Data rows>
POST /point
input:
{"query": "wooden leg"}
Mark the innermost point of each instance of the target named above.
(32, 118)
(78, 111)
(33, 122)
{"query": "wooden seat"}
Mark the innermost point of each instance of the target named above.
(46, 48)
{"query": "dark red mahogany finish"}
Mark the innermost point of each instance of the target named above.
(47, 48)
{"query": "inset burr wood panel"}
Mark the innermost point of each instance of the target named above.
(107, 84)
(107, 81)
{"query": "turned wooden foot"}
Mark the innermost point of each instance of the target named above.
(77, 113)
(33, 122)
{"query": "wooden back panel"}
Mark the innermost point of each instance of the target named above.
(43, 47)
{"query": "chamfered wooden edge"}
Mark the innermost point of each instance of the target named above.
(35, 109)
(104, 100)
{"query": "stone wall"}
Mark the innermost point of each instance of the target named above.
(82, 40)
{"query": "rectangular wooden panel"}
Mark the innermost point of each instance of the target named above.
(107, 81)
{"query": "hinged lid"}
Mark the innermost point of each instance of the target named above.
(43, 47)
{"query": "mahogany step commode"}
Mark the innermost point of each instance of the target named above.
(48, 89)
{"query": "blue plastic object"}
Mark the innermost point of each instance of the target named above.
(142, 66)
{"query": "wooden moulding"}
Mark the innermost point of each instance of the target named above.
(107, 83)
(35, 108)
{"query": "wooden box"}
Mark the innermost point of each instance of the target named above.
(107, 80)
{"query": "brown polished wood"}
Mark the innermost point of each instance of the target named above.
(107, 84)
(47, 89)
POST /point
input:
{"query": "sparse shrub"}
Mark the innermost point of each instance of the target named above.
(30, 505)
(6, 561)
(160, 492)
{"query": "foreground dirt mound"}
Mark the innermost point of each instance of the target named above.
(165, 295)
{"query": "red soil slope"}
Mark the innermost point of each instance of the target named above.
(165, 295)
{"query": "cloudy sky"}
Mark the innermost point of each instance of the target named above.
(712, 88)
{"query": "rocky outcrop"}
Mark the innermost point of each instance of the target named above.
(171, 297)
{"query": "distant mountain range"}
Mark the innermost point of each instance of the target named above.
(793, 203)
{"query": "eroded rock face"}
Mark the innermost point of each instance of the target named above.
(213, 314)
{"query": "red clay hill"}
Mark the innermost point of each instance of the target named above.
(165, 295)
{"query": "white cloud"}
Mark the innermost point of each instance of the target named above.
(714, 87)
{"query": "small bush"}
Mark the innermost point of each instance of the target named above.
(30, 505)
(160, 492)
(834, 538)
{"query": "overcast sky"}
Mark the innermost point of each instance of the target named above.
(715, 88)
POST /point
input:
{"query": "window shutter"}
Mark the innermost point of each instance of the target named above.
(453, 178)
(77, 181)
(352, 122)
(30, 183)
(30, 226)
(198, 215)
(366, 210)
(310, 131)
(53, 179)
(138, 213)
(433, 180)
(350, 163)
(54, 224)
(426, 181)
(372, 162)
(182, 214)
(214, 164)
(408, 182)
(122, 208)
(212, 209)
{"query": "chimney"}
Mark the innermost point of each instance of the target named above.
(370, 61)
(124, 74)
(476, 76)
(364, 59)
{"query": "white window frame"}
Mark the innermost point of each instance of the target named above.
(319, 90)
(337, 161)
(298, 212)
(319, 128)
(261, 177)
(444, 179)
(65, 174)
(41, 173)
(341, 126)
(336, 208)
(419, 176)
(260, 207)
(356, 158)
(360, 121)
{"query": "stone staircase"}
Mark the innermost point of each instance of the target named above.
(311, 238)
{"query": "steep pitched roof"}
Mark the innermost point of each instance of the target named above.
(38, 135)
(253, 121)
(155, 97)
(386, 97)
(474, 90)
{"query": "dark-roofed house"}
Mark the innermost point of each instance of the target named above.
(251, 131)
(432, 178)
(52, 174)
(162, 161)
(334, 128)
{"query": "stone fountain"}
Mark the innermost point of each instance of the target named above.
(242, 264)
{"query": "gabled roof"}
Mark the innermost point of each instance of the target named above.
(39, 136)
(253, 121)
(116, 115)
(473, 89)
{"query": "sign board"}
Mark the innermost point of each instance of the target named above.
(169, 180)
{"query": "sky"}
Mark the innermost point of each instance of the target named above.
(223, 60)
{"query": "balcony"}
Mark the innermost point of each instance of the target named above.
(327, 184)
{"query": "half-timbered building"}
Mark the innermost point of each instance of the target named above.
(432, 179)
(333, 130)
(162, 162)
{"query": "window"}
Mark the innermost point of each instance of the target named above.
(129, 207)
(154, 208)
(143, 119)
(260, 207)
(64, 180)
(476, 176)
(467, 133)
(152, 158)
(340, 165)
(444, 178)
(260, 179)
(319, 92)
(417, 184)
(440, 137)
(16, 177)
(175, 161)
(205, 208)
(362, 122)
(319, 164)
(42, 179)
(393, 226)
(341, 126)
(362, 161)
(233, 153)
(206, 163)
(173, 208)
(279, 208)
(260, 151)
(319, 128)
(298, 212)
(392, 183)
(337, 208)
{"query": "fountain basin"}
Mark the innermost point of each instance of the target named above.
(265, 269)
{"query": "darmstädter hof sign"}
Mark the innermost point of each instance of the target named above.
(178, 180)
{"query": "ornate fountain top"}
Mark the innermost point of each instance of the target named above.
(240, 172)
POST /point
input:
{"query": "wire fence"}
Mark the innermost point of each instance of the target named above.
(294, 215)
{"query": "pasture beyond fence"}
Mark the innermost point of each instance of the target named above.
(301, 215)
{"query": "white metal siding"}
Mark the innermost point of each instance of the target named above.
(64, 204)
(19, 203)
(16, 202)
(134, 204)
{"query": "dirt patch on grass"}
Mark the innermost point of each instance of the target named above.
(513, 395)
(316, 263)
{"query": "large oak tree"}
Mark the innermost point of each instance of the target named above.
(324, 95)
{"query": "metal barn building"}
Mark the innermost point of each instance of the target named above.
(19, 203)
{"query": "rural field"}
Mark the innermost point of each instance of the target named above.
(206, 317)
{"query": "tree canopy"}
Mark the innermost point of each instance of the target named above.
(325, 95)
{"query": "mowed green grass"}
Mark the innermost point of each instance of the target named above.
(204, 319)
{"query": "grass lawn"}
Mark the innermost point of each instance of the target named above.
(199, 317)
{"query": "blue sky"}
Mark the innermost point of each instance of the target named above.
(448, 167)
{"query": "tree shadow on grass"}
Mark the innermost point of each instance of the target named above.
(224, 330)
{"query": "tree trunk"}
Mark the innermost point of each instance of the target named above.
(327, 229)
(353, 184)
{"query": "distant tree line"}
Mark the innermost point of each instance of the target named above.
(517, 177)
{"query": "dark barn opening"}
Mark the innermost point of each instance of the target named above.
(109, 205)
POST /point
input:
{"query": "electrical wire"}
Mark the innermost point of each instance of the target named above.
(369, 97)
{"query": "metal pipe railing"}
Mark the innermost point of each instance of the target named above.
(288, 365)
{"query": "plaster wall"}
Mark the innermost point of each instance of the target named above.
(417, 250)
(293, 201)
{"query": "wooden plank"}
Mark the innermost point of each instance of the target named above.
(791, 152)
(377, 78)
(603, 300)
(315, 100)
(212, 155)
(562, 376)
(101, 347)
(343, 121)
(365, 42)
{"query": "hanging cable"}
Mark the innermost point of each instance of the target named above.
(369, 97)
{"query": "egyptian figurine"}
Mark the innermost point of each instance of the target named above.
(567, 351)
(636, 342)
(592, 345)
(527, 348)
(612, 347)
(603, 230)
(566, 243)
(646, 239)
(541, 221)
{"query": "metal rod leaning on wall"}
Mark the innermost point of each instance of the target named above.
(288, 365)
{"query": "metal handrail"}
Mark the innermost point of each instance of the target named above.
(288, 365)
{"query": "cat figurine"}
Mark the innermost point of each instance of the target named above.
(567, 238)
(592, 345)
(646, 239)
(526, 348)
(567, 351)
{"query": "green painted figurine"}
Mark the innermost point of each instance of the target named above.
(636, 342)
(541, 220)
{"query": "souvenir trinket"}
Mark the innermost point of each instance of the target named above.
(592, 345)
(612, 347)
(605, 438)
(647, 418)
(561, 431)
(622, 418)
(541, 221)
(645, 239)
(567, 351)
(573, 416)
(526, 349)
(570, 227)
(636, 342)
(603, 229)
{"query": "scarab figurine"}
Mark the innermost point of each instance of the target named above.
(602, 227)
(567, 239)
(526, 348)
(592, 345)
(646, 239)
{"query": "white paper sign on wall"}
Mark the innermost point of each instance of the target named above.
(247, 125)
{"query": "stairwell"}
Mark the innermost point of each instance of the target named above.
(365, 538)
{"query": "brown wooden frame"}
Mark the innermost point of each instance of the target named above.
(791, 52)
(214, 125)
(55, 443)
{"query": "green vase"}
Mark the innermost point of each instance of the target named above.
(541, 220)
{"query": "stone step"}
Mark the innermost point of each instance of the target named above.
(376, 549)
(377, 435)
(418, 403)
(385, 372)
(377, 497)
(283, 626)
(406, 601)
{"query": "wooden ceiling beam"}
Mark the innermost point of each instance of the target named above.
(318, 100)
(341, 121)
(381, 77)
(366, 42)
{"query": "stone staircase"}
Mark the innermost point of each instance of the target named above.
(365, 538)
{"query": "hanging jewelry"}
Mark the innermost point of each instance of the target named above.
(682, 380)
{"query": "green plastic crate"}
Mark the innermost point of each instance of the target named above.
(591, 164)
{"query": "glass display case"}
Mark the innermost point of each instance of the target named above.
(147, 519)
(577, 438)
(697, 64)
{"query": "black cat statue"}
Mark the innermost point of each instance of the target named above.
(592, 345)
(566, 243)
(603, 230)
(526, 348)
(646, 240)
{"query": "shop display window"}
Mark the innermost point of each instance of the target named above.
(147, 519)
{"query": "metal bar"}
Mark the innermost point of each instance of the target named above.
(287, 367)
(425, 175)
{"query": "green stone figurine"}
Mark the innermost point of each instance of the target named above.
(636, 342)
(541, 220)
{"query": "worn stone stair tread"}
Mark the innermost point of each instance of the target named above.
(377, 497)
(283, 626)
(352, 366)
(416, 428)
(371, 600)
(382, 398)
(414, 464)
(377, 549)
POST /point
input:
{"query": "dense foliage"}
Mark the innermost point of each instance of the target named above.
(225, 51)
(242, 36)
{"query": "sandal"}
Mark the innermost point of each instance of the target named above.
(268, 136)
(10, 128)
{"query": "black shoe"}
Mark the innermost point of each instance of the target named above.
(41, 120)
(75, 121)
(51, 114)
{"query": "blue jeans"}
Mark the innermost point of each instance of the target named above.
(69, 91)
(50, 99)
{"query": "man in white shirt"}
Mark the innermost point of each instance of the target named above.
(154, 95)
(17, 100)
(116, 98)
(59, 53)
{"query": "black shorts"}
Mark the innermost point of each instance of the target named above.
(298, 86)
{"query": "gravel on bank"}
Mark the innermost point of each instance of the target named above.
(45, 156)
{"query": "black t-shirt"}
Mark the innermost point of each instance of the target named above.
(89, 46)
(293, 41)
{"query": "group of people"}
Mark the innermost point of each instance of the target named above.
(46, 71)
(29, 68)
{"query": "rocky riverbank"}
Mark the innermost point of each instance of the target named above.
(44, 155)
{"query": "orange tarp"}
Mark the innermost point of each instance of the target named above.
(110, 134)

Instructions for the task>
Please pull out each line of the records above that contains the word "wire" and copy it in full.

Answer to the exercise>
{"query": "wire fence"}
{"query": "electrical wire"}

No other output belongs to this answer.